## Source document
--- BEGIN ---

Purpose and Scope of the Investigation

An extensive program of groundwater investigations in the western part of Kansas was initiated in 1937 by the State Geological Survey of Kansas at the University of Kansas and the Geological Survey, United States Department of the Interior, in cooperation with the Division of Sanitation of the Kansas State Board of Health and the Division of Water Resources of the Kansas State Board of Agriculture. As a part of this general program an investigation of the geology and groundwater resources of Thomas County was begun in July, 1942; but due to the concentration of Survey activities on important war jobs and the shortage of personnel, the field work was interrupted and was not completed until the summer of 1944. The investigation was carried out under the general administration of R.C. Moore, State Geologist of Kansas, and O.E. Meinzer, Geologist in Charge of the Division of Ground Water of the Federal Geological Survey, and under the direct supervision of S.W. Lohman, Federal Geologist in Charge of groundwater investigations in Kansas.

Ground water is one of the principal natural resources of Thomas County; thus there is definite need for an adequate understanding of the quantity and quality of the available supply, where and how additional supplies can be obtained, and what measures are necessary to safeguard its continuance. Nearly all public, domestic, railroad, and stock supplies are obtained from wells. Ground water is also being used to some extent for irrigation, and it is possible that this use will increase in the future. At the present rate of withdrawal there seems to be little or no danger of seriously depleting the groundwater supply.

Location and Extent of the Area

Thomas County is located in the High Plains in the northwestern part of Kansas and is bounded on the north by Rawlins county, on the east by Sheridan county, on the south by Logan and Gove counties, and On the west by Sherman county. Most of the area lies between 39 deg. 8' and 39 deg. 35' north latitude and 100 deg. 44' and 101 deg. 22' west longitude. It contains 30 townships, from T. 6 S., R. 31 W. to T. 10 S., R. 36 W., and has an area of about 1,070 square miles. Thomas County is rectangular in shape and extends about 36 miles east-west and about 30 miles north-south. The location of this county and other areas in which cooperative groundwater investigations have been made are shown in figure 1.

Figure 1--Index map of Kansas showing area described in this report and areas covered by other geologic maps, as of Feb. 2001. For additional information, the KGS Geologic Maps of Kansas Page.

--- END ---

## Task instructions
- a) In the Thomas County report, when was the field work for the county investigation completed?
- b) Using the Thomas County report, say whether each statement agrees with it (yes or no), quoting the deciding words: (i) The investigation of Thomas County began in July, 1942. (ii) Sherman county bounds Thomas County on the east. (iii) Thomas County has an area of about 1,070 square miles.

## Extracted records
--- BEGIN ---

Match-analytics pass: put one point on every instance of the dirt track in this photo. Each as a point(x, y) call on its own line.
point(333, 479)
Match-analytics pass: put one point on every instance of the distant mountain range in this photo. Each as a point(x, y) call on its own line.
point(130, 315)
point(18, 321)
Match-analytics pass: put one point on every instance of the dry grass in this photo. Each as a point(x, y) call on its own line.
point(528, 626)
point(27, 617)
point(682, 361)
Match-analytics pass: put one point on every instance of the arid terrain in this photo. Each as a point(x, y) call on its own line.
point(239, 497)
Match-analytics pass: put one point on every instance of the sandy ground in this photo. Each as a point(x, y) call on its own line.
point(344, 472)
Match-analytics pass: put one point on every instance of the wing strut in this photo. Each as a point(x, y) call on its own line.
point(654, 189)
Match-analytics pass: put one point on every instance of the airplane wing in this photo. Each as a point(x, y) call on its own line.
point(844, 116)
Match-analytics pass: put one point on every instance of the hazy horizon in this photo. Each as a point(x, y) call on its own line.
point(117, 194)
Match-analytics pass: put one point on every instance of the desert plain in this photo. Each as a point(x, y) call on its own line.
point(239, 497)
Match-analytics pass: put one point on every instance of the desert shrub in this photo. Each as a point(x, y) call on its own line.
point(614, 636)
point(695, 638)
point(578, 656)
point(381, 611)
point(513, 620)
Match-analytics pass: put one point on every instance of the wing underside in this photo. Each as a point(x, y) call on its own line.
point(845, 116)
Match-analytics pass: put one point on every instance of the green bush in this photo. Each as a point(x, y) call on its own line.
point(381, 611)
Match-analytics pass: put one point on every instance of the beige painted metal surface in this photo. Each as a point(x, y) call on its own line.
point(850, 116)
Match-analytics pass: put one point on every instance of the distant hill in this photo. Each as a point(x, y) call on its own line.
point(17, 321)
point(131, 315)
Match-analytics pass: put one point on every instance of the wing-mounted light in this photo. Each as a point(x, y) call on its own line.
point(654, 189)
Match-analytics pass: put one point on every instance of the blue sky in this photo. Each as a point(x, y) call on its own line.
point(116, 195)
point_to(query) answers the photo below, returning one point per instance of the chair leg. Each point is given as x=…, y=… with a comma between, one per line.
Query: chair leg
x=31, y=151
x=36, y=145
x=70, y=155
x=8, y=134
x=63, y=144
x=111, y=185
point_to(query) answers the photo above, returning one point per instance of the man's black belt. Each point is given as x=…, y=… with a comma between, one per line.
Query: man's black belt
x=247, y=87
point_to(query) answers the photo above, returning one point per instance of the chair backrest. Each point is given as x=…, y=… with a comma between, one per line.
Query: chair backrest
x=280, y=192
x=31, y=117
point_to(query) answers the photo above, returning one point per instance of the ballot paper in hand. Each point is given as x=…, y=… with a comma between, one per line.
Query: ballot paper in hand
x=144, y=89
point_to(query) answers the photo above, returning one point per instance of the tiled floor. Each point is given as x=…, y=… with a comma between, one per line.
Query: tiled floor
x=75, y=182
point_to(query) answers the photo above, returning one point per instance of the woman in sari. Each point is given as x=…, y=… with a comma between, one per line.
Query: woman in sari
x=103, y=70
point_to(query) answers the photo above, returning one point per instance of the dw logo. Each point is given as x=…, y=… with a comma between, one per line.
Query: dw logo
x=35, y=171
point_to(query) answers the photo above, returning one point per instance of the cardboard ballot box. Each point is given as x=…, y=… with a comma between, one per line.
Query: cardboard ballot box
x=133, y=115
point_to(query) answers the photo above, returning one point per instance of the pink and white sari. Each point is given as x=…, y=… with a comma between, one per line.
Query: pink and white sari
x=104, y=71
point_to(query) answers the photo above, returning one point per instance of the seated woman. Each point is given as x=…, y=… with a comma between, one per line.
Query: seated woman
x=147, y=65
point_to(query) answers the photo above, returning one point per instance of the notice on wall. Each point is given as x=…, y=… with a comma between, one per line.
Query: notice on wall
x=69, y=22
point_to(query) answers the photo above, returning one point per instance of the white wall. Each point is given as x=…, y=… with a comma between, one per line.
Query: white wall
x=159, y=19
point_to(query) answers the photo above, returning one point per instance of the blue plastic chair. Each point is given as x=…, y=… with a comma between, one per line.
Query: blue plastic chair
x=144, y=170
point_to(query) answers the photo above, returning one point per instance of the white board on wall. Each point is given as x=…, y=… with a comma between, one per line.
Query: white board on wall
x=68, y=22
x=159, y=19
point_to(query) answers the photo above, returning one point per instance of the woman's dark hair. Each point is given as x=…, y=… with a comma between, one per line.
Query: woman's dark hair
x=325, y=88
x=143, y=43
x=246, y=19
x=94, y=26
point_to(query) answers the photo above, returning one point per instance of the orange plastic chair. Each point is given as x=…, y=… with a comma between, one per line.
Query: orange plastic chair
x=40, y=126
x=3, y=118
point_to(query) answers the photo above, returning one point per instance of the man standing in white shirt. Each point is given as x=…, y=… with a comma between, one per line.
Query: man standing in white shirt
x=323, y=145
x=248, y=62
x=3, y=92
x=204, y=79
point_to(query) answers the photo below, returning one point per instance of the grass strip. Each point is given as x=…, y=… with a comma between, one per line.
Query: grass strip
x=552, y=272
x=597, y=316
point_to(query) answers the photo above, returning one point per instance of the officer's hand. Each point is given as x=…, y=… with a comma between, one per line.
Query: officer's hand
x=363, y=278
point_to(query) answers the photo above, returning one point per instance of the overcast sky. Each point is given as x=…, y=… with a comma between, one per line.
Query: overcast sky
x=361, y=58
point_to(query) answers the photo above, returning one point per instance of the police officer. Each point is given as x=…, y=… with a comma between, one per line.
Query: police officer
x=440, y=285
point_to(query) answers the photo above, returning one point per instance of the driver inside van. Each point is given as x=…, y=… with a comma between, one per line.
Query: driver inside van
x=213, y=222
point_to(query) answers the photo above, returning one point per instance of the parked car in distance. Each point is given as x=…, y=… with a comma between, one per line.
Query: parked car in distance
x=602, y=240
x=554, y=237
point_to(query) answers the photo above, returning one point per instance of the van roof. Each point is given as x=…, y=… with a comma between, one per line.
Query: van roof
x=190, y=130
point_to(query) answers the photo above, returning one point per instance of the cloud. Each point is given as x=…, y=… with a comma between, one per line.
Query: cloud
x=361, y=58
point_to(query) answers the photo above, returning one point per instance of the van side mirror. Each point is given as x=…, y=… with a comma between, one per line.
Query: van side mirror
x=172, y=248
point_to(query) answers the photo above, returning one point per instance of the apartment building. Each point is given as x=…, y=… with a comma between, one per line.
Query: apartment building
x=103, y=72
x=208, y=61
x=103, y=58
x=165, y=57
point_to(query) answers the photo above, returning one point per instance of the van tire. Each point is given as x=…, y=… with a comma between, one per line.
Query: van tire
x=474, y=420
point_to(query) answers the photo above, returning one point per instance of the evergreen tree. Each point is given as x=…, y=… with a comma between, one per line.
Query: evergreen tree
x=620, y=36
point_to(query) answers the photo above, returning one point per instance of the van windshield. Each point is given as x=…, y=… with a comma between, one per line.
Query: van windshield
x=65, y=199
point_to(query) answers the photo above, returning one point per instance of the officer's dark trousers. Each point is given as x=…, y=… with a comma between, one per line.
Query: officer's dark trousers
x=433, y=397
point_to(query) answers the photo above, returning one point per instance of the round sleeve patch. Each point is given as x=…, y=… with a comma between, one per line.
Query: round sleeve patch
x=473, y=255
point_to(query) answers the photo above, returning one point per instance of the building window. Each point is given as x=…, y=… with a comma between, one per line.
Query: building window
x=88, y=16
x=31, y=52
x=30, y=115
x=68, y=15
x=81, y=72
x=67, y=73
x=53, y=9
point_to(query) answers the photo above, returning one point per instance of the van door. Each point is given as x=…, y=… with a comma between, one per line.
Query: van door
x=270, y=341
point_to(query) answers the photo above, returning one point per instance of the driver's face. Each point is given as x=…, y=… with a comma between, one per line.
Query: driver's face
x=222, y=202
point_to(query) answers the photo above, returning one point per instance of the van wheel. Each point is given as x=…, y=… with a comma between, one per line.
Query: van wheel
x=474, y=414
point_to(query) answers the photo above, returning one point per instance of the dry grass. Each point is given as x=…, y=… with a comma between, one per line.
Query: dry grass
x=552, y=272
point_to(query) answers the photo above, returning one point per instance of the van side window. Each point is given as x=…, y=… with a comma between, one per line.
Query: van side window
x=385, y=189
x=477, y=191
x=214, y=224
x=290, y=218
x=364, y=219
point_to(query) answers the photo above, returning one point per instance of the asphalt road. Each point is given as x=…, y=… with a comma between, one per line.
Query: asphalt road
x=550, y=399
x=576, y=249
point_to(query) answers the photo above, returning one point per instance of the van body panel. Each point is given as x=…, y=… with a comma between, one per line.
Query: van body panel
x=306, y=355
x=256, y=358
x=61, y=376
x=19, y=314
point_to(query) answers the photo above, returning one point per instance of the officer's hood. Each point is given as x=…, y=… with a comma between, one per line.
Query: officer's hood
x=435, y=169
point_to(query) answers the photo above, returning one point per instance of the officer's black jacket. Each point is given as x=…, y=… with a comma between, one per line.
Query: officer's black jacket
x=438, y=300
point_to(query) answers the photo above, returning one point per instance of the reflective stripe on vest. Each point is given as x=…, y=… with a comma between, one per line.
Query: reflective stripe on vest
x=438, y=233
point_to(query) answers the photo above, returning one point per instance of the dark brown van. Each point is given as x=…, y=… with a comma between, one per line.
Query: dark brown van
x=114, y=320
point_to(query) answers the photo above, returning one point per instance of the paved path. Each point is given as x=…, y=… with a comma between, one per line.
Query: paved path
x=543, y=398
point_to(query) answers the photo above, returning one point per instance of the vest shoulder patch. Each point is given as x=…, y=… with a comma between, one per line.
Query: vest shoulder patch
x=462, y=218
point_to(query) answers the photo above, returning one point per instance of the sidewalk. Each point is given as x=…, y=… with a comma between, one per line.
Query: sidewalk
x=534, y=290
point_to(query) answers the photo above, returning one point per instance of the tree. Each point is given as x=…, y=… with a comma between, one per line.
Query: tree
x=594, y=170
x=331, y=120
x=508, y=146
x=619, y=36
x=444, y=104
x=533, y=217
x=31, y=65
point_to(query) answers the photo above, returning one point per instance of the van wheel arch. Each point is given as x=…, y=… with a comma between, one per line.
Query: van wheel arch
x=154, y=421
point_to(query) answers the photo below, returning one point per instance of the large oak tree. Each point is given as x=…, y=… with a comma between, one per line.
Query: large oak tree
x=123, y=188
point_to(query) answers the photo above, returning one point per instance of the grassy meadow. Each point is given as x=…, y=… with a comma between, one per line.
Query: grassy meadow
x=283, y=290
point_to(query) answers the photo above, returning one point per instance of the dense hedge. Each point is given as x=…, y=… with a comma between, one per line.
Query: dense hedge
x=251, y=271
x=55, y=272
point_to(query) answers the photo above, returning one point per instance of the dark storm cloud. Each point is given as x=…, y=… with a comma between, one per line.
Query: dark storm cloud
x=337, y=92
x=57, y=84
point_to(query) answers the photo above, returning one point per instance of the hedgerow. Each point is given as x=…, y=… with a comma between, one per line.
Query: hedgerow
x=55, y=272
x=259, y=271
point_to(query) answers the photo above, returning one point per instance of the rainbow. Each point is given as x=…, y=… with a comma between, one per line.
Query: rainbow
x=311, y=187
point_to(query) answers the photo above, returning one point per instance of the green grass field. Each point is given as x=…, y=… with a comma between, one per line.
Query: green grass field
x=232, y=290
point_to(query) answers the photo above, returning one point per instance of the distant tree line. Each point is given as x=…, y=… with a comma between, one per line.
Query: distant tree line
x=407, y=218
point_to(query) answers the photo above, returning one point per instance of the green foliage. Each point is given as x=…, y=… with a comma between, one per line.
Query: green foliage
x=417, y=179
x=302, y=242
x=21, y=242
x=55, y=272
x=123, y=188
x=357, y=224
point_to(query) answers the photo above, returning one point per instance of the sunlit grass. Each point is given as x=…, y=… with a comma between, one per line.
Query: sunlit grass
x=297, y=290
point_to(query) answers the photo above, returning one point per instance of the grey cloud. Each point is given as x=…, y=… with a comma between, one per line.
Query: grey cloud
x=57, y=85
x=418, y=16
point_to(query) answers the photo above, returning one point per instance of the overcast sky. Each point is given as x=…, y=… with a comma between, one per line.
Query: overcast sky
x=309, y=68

--- END ---

## Responses to the tasks
- a) In the summer of 1944.

- b)
(i) Yes: "was begun in July, 1942"
(ii) No: "on the east by Sheridan county"
(iii) Yes: "has an area of about 1,070 square miles"